(Records from a data source)

------------

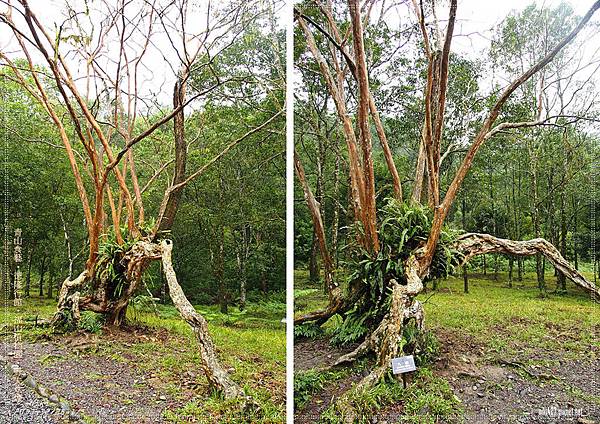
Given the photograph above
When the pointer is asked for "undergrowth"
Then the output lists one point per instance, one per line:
(402, 230)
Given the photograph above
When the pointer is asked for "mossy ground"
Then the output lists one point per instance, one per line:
(493, 323)
(161, 349)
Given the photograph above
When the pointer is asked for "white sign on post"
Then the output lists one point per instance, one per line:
(403, 364)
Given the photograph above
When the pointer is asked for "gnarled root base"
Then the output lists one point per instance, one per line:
(385, 340)
(215, 374)
(67, 315)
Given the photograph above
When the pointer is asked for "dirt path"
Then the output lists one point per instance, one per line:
(492, 389)
(105, 388)
(20, 404)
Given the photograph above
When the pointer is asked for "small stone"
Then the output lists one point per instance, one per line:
(30, 382)
(14, 369)
(43, 392)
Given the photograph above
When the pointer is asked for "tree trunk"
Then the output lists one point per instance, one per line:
(510, 270)
(50, 280)
(561, 281)
(219, 270)
(28, 276)
(214, 372)
(42, 274)
(170, 202)
(313, 264)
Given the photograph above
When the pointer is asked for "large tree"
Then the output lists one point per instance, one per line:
(91, 76)
(404, 243)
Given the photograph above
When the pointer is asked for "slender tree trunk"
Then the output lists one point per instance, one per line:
(51, 277)
(313, 263)
(510, 271)
(67, 243)
(214, 372)
(336, 209)
(169, 205)
(464, 225)
(539, 265)
(28, 276)
(484, 265)
(243, 253)
(42, 274)
(575, 255)
(561, 281)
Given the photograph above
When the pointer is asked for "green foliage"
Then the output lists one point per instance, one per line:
(353, 328)
(91, 322)
(429, 399)
(308, 330)
(306, 384)
(403, 229)
(421, 343)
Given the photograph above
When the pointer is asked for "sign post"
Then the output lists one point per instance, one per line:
(404, 366)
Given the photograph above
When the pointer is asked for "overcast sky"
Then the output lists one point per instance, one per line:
(475, 19)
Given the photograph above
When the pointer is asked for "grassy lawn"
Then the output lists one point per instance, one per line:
(251, 346)
(505, 322)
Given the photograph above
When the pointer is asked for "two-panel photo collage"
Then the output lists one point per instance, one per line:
(300, 211)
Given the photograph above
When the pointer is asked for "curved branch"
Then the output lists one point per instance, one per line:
(216, 375)
(474, 244)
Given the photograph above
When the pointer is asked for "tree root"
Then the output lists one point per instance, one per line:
(386, 339)
(135, 261)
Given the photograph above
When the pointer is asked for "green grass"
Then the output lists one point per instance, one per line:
(509, 318)
(250, 344)
(428, 400)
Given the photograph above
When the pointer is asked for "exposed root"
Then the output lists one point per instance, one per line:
(216, 375)
(337, 305)
(68, 308)
(386, 339)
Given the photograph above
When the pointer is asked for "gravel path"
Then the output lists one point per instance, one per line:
(19, 404)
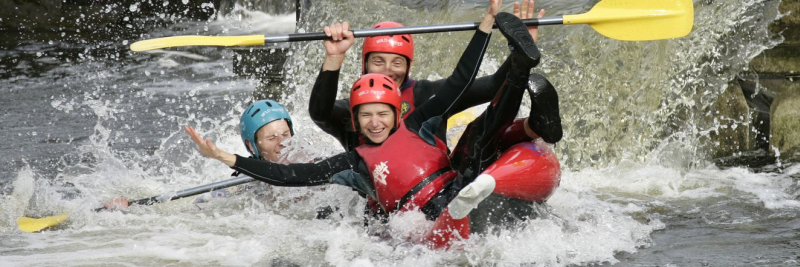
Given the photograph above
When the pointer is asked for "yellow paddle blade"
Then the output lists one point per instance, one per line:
(31, 225)
(196, 40)
(638, 20)
(462, 118)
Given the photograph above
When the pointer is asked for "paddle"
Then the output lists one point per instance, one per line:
(627, 20)
(30, 225)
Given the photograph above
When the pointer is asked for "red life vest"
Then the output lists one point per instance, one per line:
(406, 171)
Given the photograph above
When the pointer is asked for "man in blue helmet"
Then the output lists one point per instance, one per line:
(264, 125)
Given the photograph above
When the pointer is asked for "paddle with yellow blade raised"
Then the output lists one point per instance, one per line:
(30, 225)
(628, 20)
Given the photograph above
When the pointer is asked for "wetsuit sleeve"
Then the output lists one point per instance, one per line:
(454, 87)
(296, 174)
(331, 115)
(514, 134)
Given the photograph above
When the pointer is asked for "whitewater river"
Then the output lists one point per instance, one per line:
(85, 120)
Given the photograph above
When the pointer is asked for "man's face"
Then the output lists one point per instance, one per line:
(269, 139)
(376, 120)
(393, 65)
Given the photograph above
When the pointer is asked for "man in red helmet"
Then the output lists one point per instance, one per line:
(428, 180)
(392, 56)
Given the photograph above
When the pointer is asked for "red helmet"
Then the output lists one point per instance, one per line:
(401, 44)
(374, 88)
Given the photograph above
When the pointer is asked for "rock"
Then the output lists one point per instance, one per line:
(759, 99)
(785, 124)
(728, 120)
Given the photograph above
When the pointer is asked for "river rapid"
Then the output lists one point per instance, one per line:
(86, 120)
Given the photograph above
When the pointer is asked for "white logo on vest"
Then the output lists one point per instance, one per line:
(380, 172)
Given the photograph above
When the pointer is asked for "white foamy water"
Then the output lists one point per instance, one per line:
(99, 128)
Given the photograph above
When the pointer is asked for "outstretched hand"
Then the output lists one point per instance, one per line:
(208, 149)
(336, 48)
(527, 12)
(341, 39)
(491, 13)
(494, 7)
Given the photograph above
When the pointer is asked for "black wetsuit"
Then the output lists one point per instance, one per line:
(333, 116)
(423, 121)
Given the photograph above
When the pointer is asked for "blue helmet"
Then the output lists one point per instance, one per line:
(257, 115)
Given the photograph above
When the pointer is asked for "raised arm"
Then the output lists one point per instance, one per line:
(331, 115)
(298, 174)
(484, 88)
(463, 75)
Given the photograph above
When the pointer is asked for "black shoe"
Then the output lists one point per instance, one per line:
(519, 40)
(544, 118)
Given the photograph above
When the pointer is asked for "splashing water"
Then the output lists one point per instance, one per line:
(85, 125)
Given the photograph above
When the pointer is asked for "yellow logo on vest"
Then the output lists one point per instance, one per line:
(380, 172)
(404, 107)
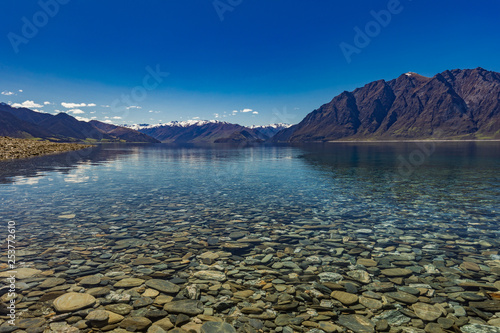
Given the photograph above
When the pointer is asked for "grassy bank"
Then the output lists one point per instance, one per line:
(11, 148)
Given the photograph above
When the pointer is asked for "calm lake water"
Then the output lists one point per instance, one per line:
(441, 185)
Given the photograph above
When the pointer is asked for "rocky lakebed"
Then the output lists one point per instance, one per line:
(251, 273)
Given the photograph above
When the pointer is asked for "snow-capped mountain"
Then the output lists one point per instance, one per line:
(185, 123)
(207, 131)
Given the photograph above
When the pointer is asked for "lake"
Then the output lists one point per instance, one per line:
(265, 237)
(397, 183)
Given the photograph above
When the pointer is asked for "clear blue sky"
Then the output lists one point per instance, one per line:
(281, 58)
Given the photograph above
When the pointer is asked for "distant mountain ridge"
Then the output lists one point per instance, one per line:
(455, 104)
(26, 123)
(208, 131)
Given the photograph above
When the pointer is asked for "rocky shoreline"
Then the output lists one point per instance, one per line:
(252, 274)
(11, 148)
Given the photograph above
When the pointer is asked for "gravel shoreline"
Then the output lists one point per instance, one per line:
(11, 148)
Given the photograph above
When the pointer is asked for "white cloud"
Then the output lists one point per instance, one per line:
(27, 104)
(76, 105)
(82, 118)
(76, 111)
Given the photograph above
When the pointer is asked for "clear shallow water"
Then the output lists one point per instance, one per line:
(446, 186)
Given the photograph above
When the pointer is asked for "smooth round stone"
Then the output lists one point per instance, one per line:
(51, 282)
(129, 283)
(163, 286)
(243, 293)
(357, 323)
(366, 262)
(477, 328)
(142, 302)
(470, 266)
(370, 303)
(210, 275)
(359, 275)
(90, 281)
(344, 298)
(426, 311)
(120, 308)
(156, 329)
(396, 272)
(144, 261)
(98, 315)
(403, 297)
(150, 293)
(73, 302)
(217, 327)
(329, 277)
(446, 323)
(114, 318)
(164, 323)
(98, 291)
(190, 307)
(22, 273)
(30, 322)
(140, 323)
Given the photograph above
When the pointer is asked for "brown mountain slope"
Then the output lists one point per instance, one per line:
(457, 104)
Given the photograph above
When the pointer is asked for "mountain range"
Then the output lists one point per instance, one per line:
(209, 131)
(26, 123)
(454, 104)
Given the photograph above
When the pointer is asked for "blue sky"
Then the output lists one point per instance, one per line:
(276, 60)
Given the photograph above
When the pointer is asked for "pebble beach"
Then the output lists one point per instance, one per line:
(11, 148)
(252, 273)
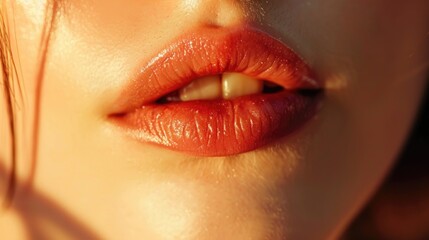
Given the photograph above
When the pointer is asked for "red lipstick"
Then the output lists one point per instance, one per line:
(218, 127)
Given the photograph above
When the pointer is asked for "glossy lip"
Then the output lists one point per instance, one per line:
(218, 127)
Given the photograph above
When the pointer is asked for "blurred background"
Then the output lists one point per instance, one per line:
(400, 209)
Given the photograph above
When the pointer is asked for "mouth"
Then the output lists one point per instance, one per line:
(218, 93)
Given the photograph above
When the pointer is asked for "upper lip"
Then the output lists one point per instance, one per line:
(217, 127)
(211, 52)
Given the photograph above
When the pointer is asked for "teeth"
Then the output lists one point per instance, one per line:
(207, 88)
(237, 84)
(231, 85)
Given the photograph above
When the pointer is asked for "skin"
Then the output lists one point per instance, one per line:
(92, 181)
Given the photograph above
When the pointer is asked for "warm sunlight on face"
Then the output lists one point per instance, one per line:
(323, 95)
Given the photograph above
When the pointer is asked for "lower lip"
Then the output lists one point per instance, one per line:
(220, 127)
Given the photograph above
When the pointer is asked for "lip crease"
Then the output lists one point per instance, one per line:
(218, 127)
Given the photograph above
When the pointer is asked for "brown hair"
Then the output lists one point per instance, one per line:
(10, 79)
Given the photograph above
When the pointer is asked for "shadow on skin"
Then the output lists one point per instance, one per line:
(42, 217)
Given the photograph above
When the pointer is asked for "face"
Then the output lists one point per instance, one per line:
(92, 178)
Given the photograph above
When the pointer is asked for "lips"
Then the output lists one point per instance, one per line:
(218, 127)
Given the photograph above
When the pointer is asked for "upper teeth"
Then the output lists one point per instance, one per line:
(227, 86)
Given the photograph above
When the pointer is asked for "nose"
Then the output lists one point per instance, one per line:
(224, 13)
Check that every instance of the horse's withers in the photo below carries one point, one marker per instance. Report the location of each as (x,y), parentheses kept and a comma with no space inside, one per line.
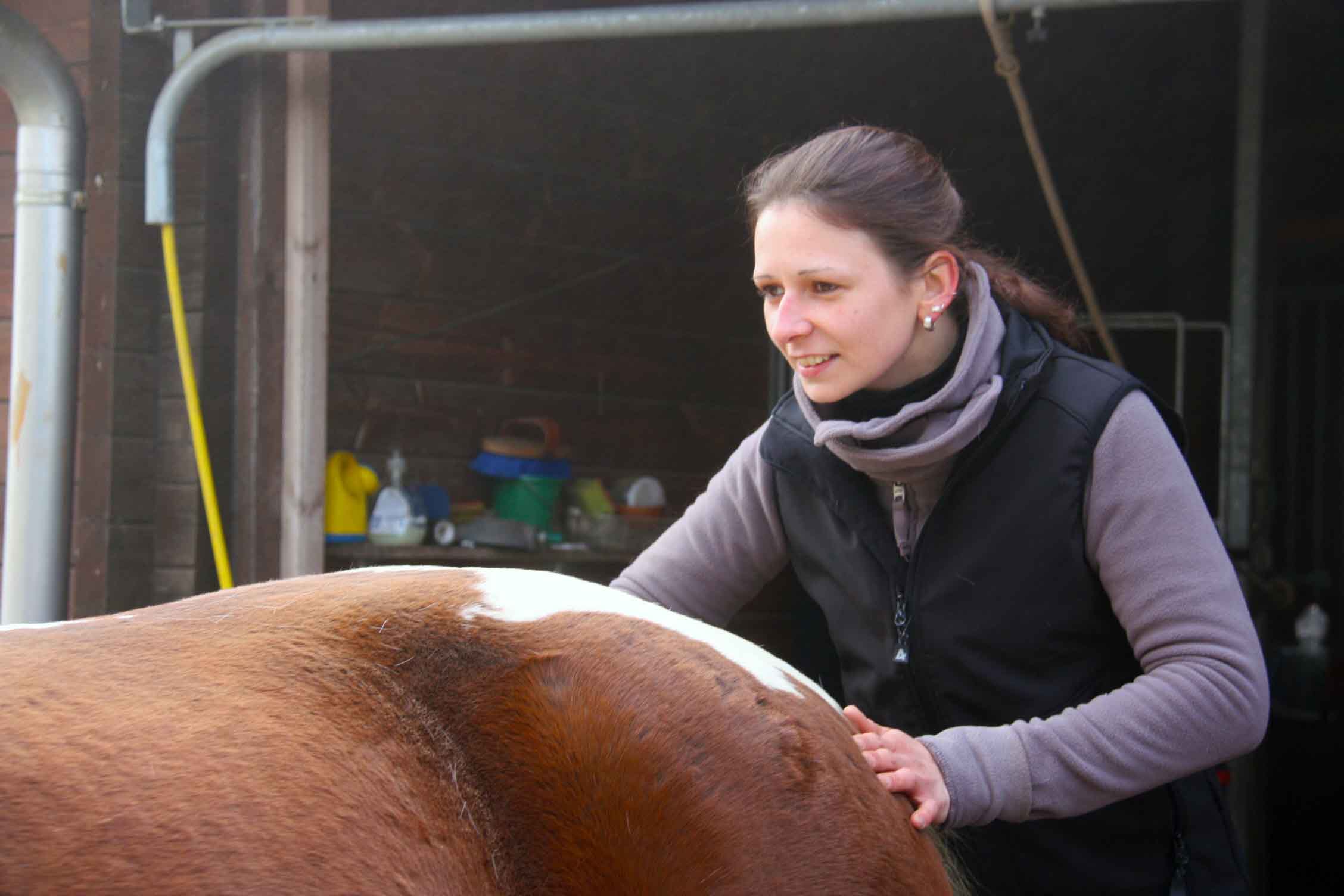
(431,730)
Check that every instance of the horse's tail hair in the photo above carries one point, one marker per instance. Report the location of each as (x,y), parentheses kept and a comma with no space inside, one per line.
(945,841)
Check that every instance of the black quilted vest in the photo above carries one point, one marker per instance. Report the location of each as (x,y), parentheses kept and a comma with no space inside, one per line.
(1004,618)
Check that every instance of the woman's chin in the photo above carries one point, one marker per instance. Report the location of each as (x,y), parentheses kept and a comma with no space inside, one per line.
(826,393)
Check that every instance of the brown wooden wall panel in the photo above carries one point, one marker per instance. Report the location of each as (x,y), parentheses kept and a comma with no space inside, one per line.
(133,397)
(130,547)
(545,354)
(142,296)
(132,496)
(176,509)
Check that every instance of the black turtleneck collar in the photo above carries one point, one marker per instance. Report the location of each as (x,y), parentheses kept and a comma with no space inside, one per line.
(872,405)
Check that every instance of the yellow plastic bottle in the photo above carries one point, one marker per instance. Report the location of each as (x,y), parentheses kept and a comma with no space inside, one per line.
(349,487)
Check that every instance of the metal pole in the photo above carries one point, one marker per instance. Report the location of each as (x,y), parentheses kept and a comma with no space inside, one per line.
(46,323)
(1245,270)
(533,27)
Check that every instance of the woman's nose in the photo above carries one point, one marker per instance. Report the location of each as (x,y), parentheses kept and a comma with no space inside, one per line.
(791,320)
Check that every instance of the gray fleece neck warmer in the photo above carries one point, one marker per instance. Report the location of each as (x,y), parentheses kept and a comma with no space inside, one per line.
(928,433)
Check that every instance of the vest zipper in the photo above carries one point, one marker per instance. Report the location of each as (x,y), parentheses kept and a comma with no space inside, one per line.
(900,614)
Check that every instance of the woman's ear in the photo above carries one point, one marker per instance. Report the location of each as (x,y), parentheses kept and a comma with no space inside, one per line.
(940,278)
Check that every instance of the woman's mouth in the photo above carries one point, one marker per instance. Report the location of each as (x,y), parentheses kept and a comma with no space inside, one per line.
(812,365)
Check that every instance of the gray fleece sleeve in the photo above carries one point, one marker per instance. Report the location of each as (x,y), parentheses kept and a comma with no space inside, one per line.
(722,551)
(1203,696)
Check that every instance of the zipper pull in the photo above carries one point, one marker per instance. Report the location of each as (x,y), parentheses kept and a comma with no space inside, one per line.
(902,624)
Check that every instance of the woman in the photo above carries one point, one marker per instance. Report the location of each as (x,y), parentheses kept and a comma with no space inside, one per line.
(1030,609)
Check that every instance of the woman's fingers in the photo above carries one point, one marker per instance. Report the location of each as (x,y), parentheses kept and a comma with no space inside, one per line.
(904,766)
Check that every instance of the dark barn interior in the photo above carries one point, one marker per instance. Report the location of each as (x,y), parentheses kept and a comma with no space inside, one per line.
(554,230)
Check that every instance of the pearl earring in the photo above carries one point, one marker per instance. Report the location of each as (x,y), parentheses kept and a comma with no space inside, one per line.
(931,319)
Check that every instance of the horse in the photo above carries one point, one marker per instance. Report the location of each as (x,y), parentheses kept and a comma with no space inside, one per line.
(432,730)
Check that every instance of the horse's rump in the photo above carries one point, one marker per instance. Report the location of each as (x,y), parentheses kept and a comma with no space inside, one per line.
(431,730)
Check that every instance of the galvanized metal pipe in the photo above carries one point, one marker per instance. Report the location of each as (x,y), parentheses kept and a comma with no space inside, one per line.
(46,322)
(531,27)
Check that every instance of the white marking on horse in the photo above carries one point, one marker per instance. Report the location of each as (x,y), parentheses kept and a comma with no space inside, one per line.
(15,626)
(527,596)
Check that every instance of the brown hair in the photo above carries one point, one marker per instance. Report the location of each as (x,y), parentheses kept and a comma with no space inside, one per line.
(890,186)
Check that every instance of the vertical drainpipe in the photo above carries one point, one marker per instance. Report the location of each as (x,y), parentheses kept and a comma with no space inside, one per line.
(46,318)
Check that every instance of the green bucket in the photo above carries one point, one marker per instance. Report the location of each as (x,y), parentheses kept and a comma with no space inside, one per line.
(528,499)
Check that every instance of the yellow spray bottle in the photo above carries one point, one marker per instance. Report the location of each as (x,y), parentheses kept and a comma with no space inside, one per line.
(349,487)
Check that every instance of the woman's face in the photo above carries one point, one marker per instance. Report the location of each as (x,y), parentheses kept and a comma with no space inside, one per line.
(836,307)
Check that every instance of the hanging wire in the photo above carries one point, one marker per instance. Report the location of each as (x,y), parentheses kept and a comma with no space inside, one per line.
(1010,69)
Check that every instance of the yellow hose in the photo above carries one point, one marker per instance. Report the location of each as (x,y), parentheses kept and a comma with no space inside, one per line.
(198,428)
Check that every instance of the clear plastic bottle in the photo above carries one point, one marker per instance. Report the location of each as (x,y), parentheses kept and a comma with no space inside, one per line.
(1301,689)
(397,519)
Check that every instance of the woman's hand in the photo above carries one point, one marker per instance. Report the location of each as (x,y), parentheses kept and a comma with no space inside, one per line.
(904,766)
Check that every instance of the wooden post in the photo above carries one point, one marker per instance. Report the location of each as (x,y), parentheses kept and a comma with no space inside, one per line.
(307,261)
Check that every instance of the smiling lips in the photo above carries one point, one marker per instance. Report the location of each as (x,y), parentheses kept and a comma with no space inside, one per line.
(812,365)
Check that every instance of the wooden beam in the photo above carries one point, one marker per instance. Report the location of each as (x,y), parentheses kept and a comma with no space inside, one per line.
(259,424)
(307,264)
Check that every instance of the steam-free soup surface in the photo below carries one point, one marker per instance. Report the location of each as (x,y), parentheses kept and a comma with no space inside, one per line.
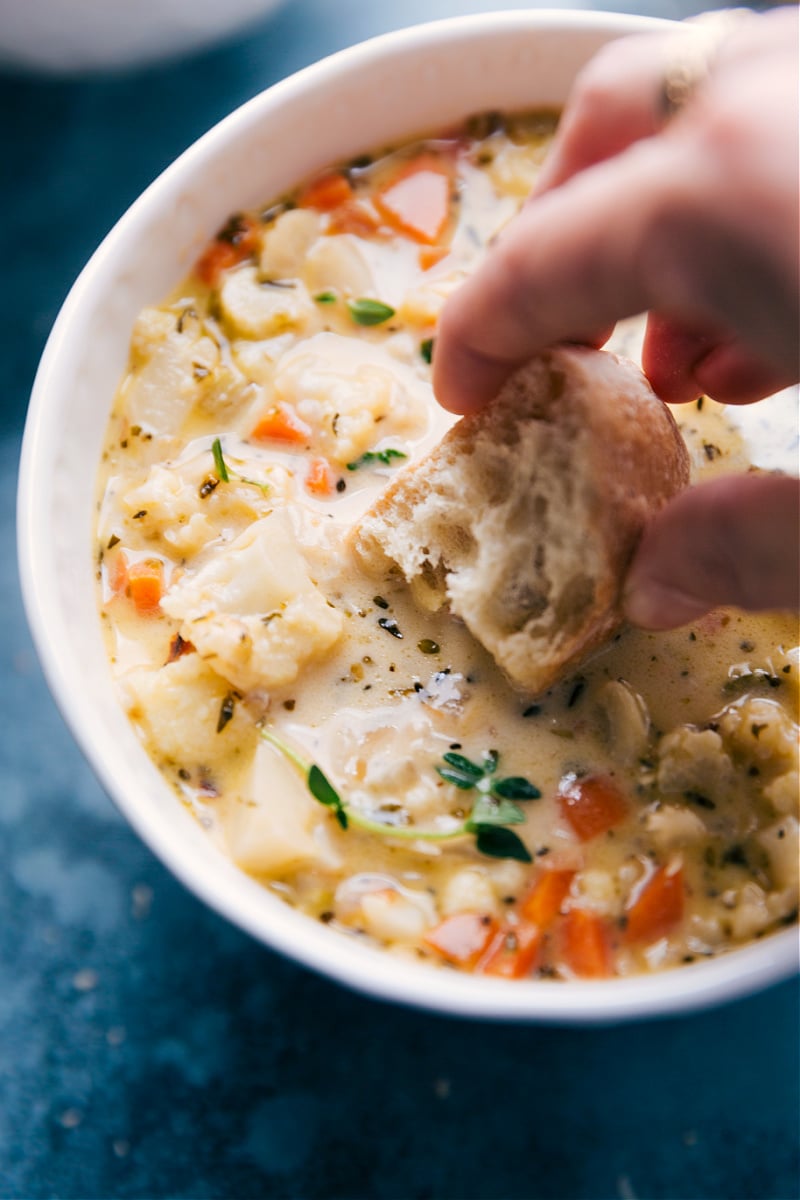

------------

EXERCISE REQUIREMENTS:
Search the entries above for the string "teeth", and report each line where it occurs.

SOLUTION FOR THIS TASK:
When the pointer is asked for "teeth"
When the pointer is asked for "upper teeth"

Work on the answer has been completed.